- _WORK TO COMPLETE_
Give back exactly the lines running from the line with "Where can the boy's bare" to the end of the entries, and only those lines.
--- SOURCE MATERIAL ---
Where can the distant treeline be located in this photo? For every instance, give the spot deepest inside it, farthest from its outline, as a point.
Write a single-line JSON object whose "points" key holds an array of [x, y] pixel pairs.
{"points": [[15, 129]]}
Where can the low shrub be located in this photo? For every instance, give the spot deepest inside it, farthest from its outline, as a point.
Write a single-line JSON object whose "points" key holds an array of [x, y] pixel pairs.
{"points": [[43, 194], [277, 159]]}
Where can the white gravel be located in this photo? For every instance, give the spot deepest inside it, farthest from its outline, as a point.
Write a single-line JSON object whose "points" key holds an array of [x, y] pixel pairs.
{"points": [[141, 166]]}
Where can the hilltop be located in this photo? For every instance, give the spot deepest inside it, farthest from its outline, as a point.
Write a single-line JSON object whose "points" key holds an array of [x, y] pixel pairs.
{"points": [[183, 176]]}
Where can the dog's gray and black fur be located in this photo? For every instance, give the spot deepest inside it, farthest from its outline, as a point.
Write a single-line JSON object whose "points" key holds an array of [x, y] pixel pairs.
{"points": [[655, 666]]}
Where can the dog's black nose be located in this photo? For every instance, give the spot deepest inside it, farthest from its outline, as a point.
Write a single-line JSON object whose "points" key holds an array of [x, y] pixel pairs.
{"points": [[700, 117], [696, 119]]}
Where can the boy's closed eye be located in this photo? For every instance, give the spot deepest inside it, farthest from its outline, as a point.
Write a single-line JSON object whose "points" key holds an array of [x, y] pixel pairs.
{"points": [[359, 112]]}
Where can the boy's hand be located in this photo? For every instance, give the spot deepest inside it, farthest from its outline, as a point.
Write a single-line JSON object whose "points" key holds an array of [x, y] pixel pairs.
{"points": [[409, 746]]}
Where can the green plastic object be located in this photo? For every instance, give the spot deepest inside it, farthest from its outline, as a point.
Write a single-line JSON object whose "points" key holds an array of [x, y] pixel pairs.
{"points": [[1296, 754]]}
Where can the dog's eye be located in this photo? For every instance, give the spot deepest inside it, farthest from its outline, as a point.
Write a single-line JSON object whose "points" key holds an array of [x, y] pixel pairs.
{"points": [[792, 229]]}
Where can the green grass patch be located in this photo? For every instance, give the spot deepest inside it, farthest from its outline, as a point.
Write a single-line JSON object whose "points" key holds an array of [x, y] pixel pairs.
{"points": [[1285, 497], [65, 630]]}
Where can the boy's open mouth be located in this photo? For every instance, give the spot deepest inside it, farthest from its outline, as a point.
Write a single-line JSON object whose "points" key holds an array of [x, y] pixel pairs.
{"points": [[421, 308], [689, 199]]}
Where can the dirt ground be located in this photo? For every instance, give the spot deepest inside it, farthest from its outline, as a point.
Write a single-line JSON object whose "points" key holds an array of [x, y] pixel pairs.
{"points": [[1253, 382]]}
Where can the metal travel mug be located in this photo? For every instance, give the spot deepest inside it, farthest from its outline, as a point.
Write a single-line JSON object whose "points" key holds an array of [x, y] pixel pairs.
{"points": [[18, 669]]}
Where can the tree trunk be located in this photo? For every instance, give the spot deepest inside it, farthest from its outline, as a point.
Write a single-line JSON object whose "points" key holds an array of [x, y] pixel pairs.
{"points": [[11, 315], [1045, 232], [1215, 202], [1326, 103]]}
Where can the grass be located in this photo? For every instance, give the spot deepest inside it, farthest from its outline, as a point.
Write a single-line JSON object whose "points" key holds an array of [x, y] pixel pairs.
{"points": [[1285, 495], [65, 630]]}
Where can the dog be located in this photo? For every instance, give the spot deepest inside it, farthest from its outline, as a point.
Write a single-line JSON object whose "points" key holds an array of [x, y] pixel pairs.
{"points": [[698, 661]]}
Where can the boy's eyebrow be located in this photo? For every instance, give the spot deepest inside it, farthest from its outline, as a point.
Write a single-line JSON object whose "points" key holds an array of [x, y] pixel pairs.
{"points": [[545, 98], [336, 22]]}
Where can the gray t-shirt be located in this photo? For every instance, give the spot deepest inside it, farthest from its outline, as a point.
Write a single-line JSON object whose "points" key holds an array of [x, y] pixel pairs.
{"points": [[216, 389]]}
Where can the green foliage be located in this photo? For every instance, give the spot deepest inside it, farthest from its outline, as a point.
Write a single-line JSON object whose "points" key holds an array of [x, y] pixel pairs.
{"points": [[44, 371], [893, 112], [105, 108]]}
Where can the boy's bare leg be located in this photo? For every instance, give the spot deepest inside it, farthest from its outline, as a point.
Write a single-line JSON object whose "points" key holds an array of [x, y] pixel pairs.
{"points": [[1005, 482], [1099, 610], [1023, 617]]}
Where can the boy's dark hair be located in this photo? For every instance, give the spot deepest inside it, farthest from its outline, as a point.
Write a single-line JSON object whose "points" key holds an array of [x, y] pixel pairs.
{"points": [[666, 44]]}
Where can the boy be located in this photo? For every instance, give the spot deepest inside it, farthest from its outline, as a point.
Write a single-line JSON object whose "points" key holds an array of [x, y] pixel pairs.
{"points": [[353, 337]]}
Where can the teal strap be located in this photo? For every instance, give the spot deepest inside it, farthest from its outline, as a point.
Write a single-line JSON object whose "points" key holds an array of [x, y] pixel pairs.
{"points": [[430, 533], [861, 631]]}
---
- _RESPONSE TO THIS EXERCISE_
Where can the boy's bare leg be located in this photo? For every instance, give the spot deepest inside it, farthest from its outline, as a point.
Write a single-line JSON object whose "points" key holds an array of [x, y] pixel pairs.
{"points": [[1005, 482], [1099, 610], [1023, 617]]}
Where can the boy's dark hair be located in this photo? For every instance, give the spot deepest inside it, farthest from its outline, as a point.
Write a single-line JSON object whose "points" key holds an array of [x, y] pixel pairs.
{"points": [[666, 44]]}
Where can the boy be located in this photo? For every instance, give the spot deepest inside it, farthest from its outline, as a point.
Write a single-line JSON object whose "points" key holds an array of [x, y] pixel pairs.
{"points": [[353, 337]]}
Where can the teal strap be located in this photo? For every instance, give the spot deepest inside it, farthest from its outline, as a point.
Write a single-line JSON object whose "points" key holds an array of [x, y] pixel pairs.
{"points": [[430, 533], [861, 631]]}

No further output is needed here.